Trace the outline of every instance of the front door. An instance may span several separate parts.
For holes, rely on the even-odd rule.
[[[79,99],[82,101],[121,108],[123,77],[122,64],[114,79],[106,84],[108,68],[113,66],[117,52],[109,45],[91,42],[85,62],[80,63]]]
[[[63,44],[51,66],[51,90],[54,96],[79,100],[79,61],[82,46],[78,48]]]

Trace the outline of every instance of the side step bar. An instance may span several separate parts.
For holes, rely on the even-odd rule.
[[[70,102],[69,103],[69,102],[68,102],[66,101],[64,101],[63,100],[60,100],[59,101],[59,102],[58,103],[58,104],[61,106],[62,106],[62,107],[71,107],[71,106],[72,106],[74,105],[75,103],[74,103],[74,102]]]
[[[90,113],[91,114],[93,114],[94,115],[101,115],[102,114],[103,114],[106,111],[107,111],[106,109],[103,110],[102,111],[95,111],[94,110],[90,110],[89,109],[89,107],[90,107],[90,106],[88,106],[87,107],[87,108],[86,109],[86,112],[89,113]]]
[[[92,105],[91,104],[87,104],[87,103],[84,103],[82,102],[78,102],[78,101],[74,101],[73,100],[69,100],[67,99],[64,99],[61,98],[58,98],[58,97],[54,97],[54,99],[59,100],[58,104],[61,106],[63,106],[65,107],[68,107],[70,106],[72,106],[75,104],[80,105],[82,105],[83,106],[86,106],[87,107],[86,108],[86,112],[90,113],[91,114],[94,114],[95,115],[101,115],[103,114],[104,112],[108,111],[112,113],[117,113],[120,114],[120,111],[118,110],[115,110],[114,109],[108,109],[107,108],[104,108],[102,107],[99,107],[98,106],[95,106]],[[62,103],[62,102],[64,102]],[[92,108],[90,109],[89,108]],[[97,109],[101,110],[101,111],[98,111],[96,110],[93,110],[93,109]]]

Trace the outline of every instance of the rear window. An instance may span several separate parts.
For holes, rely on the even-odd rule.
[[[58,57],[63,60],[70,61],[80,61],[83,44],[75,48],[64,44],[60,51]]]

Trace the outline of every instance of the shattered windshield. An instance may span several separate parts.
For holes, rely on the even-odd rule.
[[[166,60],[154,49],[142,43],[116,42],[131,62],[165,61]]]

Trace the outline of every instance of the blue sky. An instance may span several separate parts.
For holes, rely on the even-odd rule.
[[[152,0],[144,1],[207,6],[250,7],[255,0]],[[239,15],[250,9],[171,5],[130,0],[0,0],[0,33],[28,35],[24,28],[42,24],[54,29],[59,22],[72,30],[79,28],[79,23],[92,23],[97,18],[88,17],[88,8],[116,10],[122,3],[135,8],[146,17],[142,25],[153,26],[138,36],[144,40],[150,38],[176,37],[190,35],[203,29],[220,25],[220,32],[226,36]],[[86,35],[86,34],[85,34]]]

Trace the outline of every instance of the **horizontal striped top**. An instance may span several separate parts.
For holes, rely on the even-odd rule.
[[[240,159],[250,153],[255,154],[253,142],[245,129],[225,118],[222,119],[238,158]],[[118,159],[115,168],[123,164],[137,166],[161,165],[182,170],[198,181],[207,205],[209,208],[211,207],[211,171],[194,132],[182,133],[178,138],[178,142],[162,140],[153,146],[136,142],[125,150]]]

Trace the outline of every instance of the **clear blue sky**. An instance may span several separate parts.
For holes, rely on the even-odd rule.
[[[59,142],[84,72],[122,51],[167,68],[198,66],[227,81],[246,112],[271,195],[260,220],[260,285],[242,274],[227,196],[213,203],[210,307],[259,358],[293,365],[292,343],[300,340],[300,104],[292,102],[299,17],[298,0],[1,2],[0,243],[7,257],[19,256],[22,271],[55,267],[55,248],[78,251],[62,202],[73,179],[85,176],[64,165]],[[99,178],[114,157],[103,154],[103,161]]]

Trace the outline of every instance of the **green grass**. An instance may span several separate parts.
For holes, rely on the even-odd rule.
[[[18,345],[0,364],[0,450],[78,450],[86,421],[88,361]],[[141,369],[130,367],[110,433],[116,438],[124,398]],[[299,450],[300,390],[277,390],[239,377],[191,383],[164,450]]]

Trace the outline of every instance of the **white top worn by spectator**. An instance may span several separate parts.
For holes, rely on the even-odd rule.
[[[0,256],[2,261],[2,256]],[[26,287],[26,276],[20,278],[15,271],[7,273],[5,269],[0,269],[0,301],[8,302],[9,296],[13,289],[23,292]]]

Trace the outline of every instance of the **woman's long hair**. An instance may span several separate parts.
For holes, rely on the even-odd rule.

| Set problem |
Could you arrange every line of the entries above as a numbered list, skipping the blank lines?

| Reply |
1. Trace the outline of every instance of the front door. An instance may span several separate parts.
2. For holes, rely on the even-odd rule.
3. [[[79,99],[82,101],[121,108],[123,77],[122,64],[114,79],[106,84],[108,68],[113,66],[117,52],[109,45],[91,42],[85,62],[80,63]]]
4. [[[63,44],[51,66],[51,90],[54,96],[79,100],[79,61],[82,46],[78,48]]]
5. Trace the outline of every instance of the side step bar. An instance may span several separate parts.
6. For holes, rely on the even-odd rule.
7. [[[70,102],[69,103],[69,102],[68,102],[66,101],[64,101],[63,100],[60,100],[59,101],[59,102],[58,103],[58,104],[61,106],[62,106],[62,107],[71,107],[71,106],[72,106],[74,105],[75,103],[74,103],[74,102]]]
8. [[[90,113],[91,114],[93,114],[94,115],[101,115],[102,114],[103,114],[106,111],[107,111],[106,109],[103,110],[102,111],[95,111],[94,110],[90,110],[89,109],[89,107],[90,107],[90,106],[88,106],[87,107],[87,108],[86,109],[86,112],[89,113]]]
9. [[[92,105],[91,104],[87,104],[87,103],[84,103],[82,102],[78,102],[78,101],[74,101],[73,100],[69,100],[67,99],[64,99],[61,98],[58,98],[58,97],[54,97],[54,99],[59,100],[58,104],[61,106],[63,106],[65,107],[68,107],[70,106],[72,106],[75,104],[80,105],[82,105],[83,106],[86,106],[87,107],[86,108],[86,112],[90,113],[91,114],[94,114],[95,115],[101,115],[103,114],[104,112],[108,111],[112,113],[117,113],[120,114],[120,111],[118,110],[115,110],[114,109],[108,109],[107,108],[104,108],[102,107],[99,107],[98,106],[95,106]],[[62,103],[62,102],[64,102]],[[92,108],[90,109],[89,108]],[[97,109],[101,110],[101,111],[98,111],[96,110],[93,110],[93,109]]]
10. Trace the outline of every instance of the rear window. An instance may span several separate parts.
11. For holes, rely on the even-odd rule.
12. [[[58,57],[63,60],[70,61],[80,61],[83,44],[75,48],[64,44],[60,51]]]
13. Trace the outline of every instance of the shattered windshield. An instance may span several separate parts.
14. For holes, rely on the even-odd rule.
15. [[[166,60],[154,49],[142,43],[116,42],[131,62],[165,61]]]
16. Trace the outline of every instance of the blue sky. An instance may span several separate parts.
17. For holes, rely on the even-odd rule.
18. [[[152,0],[144,1],[207,6],[250,7],[255,0]],[[239,15],[250,9],[171,5],[130,0],[0,0],[0,33],[28,35],[24,28],[42,24],[54,29],[59,22],[72,30],[79,28],[79,23],[92,23],[97,18],[88,17],[88,8],[116,10],[122,3],[135,8],[146,17],[142,25],[153,26],[138,36],[144,40],[150,38],[176,37],[190,35],[203,29],[220,25],[220,32],[226,36]],[[86,35],[86,34],[85,34]]]
19. Trace the outline of every instance of the **horizontal striped top**. An instance may span several separate parts.
20. For holes, rely on the even-odd rule.
21. [[[240,159],[250,153],[255,154],[253,142],[245,129],[225,118],[222,119],[238,158]],[[118,159],[115,168],[123,164],[137,166],[161,165],[182,170],[198,181],[207,205],[209,208],[211,207],[211,171],[194,132],[182,133],[178,138],[178,142],[162,140],[153,146],[136,142],[125,150]]]
22. Trace the outline of every instance of the **clear blue sky**. An instance may span several separate parts.
23. For holes, rely on the even-odd rule.
24. [[[59,142],[84,72],[122,51],[167,68],[198,66],[227,81],[246,112],[271,195],[260,220],[260,285],[242,274],[227,196],[213,203],[210,307],[259,358],[293,365],[292,343],[300,340],[300,104],[292,102],[299,17],[298,0],[1,2],[0,243],[7,257],[19,256],[22,271],[55,267],[55,248],[78,251],[62,202],[73,179],[85,176],[64,165]],[[99,178],[114,157],[103,154],[103,161]]]
25. Trace the outline of every instance of the **green grass**. An instance may span several separate parts.
26. For holes, rely on the even-odd rule.
27. [[[18,345],[0,364],[0,450],[78,450],[86,421],[88,361]],[[141,369],[130,367],[110,433],[116,438],[124,398]],[[299,450],[300,390],[277,390],[239,377],[191,383],[164,450]]]
28. Trace the outline of every instance of the **white top worn by spectator**. An instance may span several separate parts.
29. For holes, rely on the even-odd rule.
30. [[[0,256],[2,261],[2,256]],[[26,287],[26,276],[20,278],[15,271],[7,273],[5,269],[0,269],[0,301],[8,302],[9,296],[13,289],[23,292]]]
31. Trace the outline of every instance of the **woman's long hair**. An instance may span several separate parts.
32. For holes, rely on the even-odd rule.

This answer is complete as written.